## What you have to do:
Please find every line of the listing below where "emblem" occurs and copy it.

*** Begin section ***

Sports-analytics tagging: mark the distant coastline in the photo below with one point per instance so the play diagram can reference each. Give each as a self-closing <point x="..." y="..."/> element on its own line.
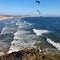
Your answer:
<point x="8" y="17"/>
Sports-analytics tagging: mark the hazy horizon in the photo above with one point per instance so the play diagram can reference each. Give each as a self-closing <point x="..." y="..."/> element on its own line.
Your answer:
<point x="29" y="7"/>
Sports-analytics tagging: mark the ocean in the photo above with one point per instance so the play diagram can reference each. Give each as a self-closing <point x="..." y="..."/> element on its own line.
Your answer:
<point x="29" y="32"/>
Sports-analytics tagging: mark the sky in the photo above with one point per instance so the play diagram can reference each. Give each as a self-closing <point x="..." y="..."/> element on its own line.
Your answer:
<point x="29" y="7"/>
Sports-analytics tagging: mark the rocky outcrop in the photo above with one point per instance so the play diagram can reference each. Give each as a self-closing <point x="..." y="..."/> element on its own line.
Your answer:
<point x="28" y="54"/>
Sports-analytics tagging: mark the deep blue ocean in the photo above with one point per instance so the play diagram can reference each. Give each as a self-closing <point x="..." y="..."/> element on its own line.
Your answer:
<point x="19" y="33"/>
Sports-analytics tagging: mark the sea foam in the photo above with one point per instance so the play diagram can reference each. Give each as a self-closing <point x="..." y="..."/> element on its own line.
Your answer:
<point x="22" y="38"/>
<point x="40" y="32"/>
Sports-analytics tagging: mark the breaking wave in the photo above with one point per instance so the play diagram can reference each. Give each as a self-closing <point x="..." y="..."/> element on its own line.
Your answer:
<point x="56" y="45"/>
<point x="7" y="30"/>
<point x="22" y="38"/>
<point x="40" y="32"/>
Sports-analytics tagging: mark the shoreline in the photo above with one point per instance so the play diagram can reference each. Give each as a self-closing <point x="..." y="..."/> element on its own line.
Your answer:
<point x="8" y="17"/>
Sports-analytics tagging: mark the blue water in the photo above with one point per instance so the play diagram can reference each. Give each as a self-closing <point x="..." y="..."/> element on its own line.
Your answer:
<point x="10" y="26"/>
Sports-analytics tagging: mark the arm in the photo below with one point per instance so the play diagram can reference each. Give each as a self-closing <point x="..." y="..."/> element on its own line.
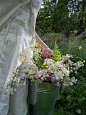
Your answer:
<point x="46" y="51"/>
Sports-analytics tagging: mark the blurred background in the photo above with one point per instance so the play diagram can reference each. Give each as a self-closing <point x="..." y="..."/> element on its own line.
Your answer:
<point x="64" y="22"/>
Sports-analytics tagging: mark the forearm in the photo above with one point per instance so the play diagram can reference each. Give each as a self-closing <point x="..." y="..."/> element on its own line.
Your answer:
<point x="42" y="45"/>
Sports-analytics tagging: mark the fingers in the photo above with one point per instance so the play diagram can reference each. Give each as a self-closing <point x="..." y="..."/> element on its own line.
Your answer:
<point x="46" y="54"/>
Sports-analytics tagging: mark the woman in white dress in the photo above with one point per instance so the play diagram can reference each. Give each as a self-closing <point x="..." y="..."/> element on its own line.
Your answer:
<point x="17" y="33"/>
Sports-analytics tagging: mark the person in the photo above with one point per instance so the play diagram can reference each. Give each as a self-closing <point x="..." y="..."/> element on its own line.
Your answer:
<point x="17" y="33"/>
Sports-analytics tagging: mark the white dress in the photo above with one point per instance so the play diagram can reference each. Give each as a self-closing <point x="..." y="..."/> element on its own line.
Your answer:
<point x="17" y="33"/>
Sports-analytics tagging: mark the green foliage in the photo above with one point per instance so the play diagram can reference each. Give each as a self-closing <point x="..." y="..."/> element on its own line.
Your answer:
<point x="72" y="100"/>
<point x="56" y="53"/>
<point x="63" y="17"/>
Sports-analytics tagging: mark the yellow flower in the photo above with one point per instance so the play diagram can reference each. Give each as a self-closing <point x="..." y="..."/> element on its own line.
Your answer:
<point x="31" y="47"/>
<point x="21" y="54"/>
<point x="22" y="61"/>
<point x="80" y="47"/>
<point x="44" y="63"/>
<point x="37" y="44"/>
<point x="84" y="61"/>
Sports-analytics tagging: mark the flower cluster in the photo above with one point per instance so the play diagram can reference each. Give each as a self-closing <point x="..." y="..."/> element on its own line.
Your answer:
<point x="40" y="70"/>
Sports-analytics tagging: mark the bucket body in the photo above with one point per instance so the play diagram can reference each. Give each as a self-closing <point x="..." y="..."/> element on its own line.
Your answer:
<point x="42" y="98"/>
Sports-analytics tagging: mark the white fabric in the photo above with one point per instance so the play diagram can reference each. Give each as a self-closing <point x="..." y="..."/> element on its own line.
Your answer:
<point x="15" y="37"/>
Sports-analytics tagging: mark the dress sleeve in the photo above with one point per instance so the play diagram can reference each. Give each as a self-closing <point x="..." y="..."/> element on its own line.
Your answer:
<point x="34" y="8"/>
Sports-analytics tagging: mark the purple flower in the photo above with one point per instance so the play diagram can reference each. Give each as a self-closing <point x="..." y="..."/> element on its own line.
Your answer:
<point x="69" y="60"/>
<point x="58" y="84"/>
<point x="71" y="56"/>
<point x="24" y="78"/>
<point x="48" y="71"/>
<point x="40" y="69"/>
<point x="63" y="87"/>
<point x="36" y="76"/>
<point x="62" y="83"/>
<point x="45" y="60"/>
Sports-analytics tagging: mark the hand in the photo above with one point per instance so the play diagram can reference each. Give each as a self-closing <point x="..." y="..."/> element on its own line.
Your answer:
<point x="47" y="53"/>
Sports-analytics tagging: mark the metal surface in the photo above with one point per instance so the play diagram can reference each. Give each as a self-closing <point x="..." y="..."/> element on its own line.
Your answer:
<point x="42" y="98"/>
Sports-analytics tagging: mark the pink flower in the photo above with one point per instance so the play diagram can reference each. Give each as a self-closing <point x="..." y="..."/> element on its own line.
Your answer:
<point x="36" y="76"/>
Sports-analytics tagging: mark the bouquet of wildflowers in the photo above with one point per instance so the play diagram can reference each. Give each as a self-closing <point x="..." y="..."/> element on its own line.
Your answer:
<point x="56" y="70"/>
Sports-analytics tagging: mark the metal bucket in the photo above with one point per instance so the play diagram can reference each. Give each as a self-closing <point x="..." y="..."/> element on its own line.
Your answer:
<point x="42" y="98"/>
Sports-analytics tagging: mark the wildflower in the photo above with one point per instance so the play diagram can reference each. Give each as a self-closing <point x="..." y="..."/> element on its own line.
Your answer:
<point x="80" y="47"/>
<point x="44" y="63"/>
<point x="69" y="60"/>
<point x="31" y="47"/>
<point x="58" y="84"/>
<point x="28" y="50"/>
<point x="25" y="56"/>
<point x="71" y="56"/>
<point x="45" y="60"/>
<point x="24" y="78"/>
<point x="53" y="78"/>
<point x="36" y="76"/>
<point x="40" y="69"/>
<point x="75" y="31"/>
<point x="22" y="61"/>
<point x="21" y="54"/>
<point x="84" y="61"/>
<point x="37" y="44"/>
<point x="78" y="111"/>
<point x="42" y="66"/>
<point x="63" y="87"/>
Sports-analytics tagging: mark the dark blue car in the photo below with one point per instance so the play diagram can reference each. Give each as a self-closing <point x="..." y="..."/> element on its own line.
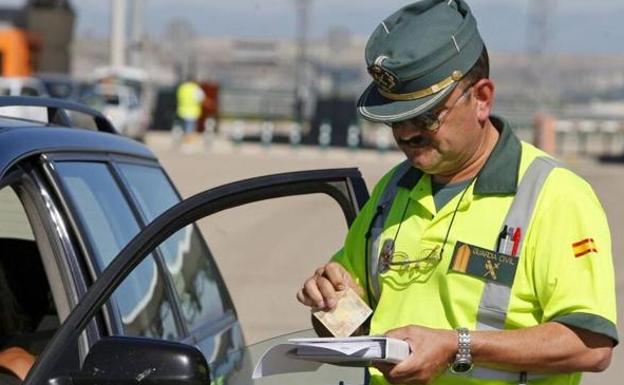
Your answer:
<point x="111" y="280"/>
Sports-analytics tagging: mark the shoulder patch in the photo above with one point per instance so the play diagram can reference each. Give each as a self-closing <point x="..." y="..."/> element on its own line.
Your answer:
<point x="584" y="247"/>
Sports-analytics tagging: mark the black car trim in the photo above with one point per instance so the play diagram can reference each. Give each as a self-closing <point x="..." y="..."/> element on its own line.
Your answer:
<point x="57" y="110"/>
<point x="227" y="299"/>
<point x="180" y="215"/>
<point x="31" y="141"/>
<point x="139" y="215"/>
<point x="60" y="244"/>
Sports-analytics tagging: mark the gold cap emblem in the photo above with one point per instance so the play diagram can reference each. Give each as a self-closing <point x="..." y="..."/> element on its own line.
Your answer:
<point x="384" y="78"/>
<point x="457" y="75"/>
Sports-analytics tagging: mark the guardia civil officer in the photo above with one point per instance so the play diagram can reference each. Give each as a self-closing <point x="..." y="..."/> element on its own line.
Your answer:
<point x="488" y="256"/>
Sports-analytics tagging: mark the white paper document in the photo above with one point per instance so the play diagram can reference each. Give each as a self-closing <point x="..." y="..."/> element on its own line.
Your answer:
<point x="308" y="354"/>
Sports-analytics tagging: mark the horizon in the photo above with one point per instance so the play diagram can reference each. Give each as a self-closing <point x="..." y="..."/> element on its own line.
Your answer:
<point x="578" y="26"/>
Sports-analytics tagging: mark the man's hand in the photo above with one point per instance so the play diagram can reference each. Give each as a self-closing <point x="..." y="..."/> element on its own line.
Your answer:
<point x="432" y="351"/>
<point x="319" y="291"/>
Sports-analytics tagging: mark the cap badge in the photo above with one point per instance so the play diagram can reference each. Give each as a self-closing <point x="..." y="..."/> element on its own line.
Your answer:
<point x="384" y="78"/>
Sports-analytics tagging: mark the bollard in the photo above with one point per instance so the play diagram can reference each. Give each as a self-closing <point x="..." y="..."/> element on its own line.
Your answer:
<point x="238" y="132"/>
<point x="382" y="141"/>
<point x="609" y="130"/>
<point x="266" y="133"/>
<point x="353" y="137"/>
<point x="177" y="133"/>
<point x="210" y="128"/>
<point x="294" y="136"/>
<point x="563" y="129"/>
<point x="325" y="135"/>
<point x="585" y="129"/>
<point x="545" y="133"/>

*** End section ***
*** Begin section ***

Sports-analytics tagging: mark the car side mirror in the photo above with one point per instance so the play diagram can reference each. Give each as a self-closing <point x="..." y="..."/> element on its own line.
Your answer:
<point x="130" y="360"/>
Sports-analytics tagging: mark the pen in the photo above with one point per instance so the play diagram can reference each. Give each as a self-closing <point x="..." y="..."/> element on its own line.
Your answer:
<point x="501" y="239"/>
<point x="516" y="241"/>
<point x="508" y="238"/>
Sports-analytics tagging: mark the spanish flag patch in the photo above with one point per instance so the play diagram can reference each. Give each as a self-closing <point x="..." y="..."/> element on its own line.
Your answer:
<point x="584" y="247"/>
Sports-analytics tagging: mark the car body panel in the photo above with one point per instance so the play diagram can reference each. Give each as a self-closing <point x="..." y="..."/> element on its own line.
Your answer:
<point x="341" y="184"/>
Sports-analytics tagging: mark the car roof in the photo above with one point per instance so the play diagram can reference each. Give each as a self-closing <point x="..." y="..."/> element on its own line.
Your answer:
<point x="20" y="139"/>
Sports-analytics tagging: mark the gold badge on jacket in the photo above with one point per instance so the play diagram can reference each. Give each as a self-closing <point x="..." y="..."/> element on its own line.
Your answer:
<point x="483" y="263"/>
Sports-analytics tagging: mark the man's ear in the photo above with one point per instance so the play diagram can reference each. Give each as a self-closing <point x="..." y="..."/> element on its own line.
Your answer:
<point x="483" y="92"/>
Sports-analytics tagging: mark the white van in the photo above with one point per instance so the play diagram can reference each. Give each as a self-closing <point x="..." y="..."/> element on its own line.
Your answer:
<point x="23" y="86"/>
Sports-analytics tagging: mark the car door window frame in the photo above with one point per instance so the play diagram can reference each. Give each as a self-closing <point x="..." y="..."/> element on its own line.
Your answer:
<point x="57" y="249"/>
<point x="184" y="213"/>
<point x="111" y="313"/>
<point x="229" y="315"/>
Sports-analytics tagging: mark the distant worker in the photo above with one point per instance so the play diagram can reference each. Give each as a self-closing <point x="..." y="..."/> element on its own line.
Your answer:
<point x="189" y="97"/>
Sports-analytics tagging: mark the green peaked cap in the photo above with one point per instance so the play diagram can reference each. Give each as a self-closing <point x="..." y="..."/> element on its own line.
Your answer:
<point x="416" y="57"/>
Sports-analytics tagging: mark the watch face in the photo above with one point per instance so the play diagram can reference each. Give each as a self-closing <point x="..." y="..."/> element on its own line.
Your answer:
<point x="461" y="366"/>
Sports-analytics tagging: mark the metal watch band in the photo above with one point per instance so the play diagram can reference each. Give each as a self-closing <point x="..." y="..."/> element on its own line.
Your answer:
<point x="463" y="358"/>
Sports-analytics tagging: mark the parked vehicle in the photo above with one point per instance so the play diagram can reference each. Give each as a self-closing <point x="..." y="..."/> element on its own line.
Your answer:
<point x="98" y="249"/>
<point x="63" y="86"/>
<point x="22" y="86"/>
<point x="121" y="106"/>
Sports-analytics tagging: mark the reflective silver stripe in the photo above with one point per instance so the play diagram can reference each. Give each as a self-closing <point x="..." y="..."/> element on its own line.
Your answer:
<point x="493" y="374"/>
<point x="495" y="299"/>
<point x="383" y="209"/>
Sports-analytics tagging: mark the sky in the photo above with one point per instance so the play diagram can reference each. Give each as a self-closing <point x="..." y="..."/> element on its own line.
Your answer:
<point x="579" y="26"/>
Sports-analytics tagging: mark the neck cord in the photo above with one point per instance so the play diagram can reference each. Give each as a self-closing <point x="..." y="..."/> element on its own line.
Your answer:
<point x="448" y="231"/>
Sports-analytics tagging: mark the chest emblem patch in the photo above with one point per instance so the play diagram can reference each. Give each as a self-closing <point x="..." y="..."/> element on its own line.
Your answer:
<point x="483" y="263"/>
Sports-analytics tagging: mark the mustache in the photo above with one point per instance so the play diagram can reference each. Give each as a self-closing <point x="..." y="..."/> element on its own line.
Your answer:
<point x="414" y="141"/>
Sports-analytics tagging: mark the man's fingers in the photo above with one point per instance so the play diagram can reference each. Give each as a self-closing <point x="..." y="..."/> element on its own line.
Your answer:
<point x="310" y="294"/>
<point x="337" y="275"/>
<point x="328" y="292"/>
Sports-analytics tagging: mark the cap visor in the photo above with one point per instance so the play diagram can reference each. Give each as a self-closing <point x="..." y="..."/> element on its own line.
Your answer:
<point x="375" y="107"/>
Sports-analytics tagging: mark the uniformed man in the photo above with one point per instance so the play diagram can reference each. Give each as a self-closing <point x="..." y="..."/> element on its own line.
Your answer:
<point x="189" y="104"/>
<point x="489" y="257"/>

*** End section ***

## Solution below:
Sports-analytics tagging: mark the gold cap emblem in the photo above with one point per instance so the play diagram can reference each. Give each as a self-closing <point x="..." y="..."/> element on its own line.
Sports-analytics tagging: mark the chest emblem patch in the photo above with one point per instance so the play diagram can reference each. Give each as a self-closing <point x="..." y="..."/> element on its own line.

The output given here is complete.